Stablecoins — cryptocurrencies pegged 1:1 to fiat currencies like the U.S. dollar — have become the workhorse of crypto transactions. Tether ‘s USDT (CRYPTO:USDT), Circle Internet Group‘s (NASDAQ:CRCL) USDC (CRYPTO:USDC) and newer entrants like PayPal’s (NASDAQ:PYPL) PYUSD (CRYPTO:PYUSD) now facilitates trillions in annual transfer volume, powering DeFi, cross-border payments, and trading. Their combined market cap has surged past $200 billion in 2025, up from $130 billion just 18 months prior.
Wood had previously assumed Bitcoin would dominate not just store-of-value narratives but also medium-of-exchange use cases. But stablecoins have filled that role far more efficiently, offering price stability, speed, and regulatory clarity that volatile assets like Bitcoin can’t match for everyday use.

--- Information supplied ---

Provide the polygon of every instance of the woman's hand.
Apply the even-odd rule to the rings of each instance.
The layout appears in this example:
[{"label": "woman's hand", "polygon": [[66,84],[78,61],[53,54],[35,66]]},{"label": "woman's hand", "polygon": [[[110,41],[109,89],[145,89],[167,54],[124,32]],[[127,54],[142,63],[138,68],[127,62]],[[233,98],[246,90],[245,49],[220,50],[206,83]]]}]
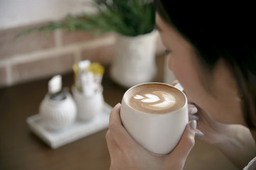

--- Tasks for this exercise ---
**A)** Please copy the stablecoin text word for word, starting at "Stablecoins — cryptocurrencies" and ending at "18 months prior.".
**B)** Name every stablecoin that the stablecoin text mentions.

--- Exercise results ---
**A)**
Stablecoins — cryptocurrencies pegged 1:1 to fiat currencies like the U.S. dollar — have become the workhorse of crypto transactions. Tether ‘s USDT (CRYPTO:USDT), Circle Internet Group‘s (NASDAQ:CRCL) USDC (CRYPTO:USDC) and newer entrants like PayPal’s (NASDAQ:PYPL) PYUSD (CRYPTO:PYUSD) now facilitates trillions in annual transfer volume, powering DeFi, cross-border payments, and trading. Their combined market cap has surged past $200 billion in 2025, up from $130 billion just 18 months prior.

**B)**
USDT (Tether)
USDC (Circle Internet Group)
PYUSD (PayPal)